- SOURCE DATA
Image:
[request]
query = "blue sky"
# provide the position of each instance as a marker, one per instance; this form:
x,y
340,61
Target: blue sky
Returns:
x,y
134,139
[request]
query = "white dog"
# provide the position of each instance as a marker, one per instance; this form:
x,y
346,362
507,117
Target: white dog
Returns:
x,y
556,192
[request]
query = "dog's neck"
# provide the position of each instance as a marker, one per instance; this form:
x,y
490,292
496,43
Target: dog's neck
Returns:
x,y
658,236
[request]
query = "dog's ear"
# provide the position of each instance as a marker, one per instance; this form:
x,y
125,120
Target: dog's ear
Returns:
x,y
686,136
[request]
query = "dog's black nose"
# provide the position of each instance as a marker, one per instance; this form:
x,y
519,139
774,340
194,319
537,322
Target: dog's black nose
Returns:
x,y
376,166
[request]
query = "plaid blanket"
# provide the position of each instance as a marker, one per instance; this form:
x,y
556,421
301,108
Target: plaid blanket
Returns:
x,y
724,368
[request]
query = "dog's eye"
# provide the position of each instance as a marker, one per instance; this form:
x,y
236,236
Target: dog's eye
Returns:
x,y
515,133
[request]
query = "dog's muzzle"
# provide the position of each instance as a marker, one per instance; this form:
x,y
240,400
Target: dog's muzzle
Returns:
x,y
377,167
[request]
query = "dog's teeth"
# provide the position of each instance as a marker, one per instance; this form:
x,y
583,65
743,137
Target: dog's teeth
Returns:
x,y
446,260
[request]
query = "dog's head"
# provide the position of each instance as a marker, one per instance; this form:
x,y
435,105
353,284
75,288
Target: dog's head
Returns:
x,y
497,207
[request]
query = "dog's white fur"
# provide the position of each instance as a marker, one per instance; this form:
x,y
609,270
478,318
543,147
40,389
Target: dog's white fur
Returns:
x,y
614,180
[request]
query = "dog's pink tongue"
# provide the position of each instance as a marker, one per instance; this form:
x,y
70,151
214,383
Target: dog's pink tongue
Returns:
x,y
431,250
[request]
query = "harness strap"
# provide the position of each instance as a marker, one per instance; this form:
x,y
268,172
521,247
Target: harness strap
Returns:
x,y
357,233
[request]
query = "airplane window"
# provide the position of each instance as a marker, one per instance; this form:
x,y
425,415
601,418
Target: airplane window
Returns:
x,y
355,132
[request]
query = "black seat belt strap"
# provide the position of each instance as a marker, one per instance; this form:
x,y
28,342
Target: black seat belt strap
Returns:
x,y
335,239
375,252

- TASK ITEM
Exact copies of all the records are to be printed.

- RESPONSE TO THE EXERCISE
Image:
[request]
query = "blue sky"
# provide the position of each instance as a marker, one per instance; this form:
x,y
340,61
Target: blue sky
Returns:
x,y
134,139
[request]
query = "white dog"
# provide the position of each instance as a marker, one per instance; this form:
x,y
346,362
507,117
Target: white dog
Returns:
x,y
556,192
[request]
query = "dog's neck"
# provide the position of each instance as a marker, one per instance; this form:
x,y
490,292
496,43
Target: dog's neck
Returns:
x,y
658,236
[request]
query = "dog's ear"
# provide the position of each instance as a marker, one per instance; this form:
x,y
125,120
Target: dog's ear
Returns:
x,y
686,136
[request]
query = "dog's black nose"
# provide the position of each instance as a marker, one per instance; this form:
x,y
519,139
774,340
194,319
537,322
Target: dog's black nose
Returns:
x,y
376,166
[request]
query = "plaid blanket"
# provide the position of each instance as a marker, one per instance; this form:
x,y
556,421
301,108
Target: plaid blanket
Returns:
x,y
724,368
[request]
query = "dog's eye"
# provide the position of each instance as a marker, one per instance; this form:
x,y
236,236
Target: dog's eye
Returns:
x,y
515,133
[request]
query = "dog's muzzle"
# provide the position of each instance as a marker, one per instance; this form:
x,y
240,400
Target: dog's muzzle
Returns:
x,y
377,167
[request]
query = "dog's teeth"
# provide the position of each instance as a marker, one per instance; this form:
x,y
583,65
743,137
Target: dog's teeth
Returns:
x,y
446,260
[request]
query = "dog's head"
# provide the position of each instance as a marker, one per instance; this form:
x,y
435,105
353,284
75,288
Target: dog's head
Returns:
x,y
497,207
[request]
query = "dog's white fur"
# provide the position of each instance as a marker, one per instance; this form:
x,y
609,270
478,318
543,147
40,389
Target: dog's white fur
Returns:
x,y
614,180
[request]
query = "dog's pink tongue"
# provide the position of each instance as a marker, one per instance; this form:
x,y
70,151
214,383
Target: dog's pink tongue
Returns:
x,y
431,250
[request]
query = "harness strap"
# provide the position of each instance as a marker, one per instance; this form:
x,y
268,172
521,247
Target: harness strap
Returns:
x,y
357,233
[request]
query = "airplane window"
# provide the position of each instance as a marker, one per instance; this form:
x,y
425,415
601,418
Target: airplane window
Returns:
x,y
355,132
[request]
query = "black seat belt strap"
# provide the position of each instance as a marker, one per instance; this form:
x,y
28,342
Target: black seat belt strap
Returns:
x,y
335,239
375,252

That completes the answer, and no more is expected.